# [MATERIAL PROVIDED]
▼▼▼
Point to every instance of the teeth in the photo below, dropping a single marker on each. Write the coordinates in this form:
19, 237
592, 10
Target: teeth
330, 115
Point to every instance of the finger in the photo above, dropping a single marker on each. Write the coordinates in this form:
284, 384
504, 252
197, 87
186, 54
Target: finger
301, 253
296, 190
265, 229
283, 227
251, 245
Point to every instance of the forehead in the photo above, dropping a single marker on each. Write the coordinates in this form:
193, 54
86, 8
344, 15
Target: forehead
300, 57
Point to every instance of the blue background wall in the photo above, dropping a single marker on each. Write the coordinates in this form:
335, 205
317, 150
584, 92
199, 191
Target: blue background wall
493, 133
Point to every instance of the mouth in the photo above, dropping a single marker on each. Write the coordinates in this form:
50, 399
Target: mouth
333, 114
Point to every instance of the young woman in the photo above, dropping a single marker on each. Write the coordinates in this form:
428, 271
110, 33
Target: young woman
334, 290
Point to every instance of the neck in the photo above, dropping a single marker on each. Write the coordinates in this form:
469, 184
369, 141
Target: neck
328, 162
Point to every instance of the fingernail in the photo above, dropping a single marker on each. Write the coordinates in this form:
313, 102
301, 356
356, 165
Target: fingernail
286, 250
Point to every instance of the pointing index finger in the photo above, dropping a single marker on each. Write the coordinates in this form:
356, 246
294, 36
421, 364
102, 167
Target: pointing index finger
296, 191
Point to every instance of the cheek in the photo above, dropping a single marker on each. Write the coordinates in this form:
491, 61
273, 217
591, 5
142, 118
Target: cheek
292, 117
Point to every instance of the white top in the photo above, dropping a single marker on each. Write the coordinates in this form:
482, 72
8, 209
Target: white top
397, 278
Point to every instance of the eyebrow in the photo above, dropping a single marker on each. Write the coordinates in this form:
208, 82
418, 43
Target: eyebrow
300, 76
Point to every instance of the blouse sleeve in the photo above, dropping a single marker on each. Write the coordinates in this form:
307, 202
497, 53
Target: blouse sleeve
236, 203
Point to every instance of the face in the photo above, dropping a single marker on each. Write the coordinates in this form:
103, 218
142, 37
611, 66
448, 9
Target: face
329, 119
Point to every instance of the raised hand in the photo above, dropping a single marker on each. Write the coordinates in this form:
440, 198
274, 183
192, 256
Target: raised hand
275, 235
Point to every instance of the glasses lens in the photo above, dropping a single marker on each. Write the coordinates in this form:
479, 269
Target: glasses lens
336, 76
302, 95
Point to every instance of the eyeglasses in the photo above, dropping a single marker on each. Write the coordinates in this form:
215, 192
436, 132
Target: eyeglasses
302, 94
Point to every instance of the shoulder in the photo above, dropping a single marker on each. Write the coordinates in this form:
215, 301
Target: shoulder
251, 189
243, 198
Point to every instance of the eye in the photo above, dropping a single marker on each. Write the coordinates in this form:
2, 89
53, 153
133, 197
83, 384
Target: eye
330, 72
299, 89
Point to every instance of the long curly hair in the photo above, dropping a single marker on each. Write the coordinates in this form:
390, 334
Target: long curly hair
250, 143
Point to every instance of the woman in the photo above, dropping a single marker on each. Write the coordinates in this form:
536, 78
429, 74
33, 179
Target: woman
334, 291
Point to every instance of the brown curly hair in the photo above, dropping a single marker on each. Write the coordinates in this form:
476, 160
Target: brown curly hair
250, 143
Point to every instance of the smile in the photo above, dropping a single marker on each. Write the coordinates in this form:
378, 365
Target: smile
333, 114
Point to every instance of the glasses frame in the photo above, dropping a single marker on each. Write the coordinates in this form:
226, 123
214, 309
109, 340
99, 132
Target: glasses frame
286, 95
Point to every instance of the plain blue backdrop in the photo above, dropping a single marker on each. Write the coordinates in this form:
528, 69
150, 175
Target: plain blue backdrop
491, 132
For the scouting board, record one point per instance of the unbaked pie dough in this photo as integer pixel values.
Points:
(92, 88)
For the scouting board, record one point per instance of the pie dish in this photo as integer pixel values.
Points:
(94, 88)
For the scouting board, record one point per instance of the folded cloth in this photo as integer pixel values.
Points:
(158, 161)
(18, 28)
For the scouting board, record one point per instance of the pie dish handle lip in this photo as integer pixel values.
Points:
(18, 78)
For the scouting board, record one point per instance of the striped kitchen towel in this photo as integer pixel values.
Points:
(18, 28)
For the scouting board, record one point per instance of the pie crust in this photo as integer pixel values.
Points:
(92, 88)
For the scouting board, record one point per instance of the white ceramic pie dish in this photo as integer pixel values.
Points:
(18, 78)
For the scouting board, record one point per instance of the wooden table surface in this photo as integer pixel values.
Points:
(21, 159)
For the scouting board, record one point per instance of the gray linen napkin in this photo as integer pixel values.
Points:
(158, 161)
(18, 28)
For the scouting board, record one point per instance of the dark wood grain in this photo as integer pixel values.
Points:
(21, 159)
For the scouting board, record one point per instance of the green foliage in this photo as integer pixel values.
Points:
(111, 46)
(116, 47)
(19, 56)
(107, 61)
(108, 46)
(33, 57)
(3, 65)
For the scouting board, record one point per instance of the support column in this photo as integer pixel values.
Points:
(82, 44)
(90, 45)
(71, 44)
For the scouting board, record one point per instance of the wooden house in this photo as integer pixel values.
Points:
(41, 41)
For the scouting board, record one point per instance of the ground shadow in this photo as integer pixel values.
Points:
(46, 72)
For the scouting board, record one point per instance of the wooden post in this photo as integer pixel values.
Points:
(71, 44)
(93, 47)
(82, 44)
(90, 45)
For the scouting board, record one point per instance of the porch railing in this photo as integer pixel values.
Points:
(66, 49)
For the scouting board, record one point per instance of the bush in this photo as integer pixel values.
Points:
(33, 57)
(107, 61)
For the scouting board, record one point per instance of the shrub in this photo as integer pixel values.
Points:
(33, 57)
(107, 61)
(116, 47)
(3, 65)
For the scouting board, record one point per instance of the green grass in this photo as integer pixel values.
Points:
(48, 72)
▲▲▲
▼▼▼
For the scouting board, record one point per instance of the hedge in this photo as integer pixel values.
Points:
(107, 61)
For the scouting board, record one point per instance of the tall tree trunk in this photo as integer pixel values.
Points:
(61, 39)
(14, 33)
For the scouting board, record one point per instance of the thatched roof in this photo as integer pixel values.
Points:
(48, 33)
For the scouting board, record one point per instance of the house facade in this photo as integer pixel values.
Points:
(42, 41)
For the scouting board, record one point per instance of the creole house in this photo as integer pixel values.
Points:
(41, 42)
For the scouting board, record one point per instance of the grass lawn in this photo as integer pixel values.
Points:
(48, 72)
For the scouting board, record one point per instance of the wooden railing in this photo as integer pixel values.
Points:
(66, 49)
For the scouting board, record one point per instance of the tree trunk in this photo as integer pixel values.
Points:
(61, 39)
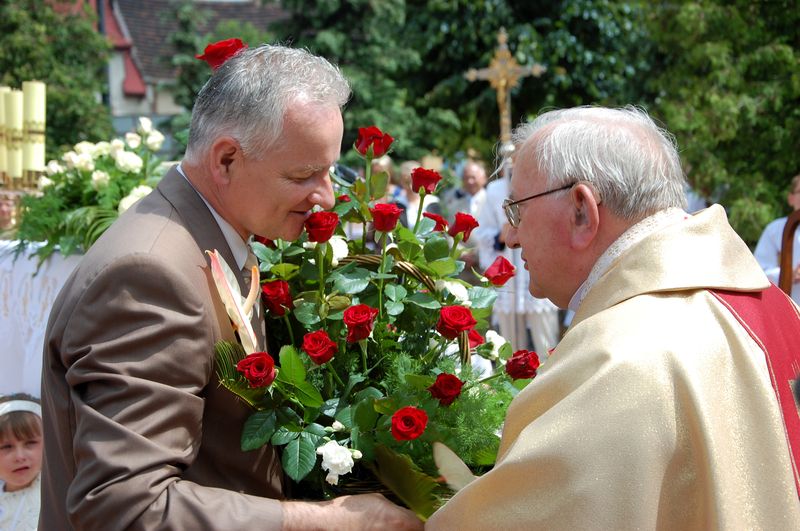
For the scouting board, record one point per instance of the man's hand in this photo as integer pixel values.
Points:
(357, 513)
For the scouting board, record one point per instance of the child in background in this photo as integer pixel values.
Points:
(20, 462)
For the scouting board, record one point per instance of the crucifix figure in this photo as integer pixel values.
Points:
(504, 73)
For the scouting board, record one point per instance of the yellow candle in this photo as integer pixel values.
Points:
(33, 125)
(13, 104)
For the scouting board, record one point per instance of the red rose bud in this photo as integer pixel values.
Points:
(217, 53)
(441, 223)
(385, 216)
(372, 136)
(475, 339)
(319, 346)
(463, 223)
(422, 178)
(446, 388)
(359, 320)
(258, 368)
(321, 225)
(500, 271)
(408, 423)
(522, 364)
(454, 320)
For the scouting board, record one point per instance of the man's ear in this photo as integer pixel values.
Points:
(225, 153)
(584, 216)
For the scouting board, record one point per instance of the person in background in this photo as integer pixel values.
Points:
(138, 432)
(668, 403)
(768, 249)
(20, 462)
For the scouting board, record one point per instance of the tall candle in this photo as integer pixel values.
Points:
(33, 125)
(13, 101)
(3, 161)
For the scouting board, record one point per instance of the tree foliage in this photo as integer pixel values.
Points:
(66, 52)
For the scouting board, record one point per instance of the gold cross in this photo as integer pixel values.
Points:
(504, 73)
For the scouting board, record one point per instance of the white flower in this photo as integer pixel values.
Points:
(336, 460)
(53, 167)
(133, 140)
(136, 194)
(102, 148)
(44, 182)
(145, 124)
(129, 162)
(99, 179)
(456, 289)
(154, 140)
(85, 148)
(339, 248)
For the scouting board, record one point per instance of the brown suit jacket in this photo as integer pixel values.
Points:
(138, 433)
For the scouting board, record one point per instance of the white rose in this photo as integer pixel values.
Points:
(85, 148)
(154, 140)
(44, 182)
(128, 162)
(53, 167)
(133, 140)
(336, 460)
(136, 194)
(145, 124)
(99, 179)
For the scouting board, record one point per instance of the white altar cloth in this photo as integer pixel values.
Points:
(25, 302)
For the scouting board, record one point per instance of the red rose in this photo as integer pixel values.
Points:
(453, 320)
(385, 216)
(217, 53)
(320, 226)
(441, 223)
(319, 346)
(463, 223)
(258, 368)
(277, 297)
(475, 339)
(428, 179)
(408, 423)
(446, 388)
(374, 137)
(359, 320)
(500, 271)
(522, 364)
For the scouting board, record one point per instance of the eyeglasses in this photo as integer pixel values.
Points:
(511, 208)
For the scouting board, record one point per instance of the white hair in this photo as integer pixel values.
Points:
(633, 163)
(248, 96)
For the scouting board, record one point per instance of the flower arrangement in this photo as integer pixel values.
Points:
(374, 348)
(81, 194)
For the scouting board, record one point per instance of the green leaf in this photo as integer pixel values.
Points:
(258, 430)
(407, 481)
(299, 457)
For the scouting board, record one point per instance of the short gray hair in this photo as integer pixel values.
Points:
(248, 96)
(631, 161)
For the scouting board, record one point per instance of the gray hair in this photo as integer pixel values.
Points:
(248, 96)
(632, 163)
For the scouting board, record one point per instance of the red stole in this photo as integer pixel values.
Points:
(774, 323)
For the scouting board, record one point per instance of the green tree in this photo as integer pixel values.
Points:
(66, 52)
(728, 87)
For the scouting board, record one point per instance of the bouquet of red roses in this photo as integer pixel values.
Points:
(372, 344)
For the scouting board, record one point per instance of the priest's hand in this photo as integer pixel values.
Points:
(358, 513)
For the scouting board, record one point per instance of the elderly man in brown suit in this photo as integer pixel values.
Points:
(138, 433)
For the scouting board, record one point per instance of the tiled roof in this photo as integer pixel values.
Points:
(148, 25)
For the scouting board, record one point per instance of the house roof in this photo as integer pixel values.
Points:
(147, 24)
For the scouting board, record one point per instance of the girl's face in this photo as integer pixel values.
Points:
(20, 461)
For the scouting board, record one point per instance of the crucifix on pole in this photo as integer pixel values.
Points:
▲▲▲
Please state how many lines of the records above contain the word "blouse", and give only the number.

2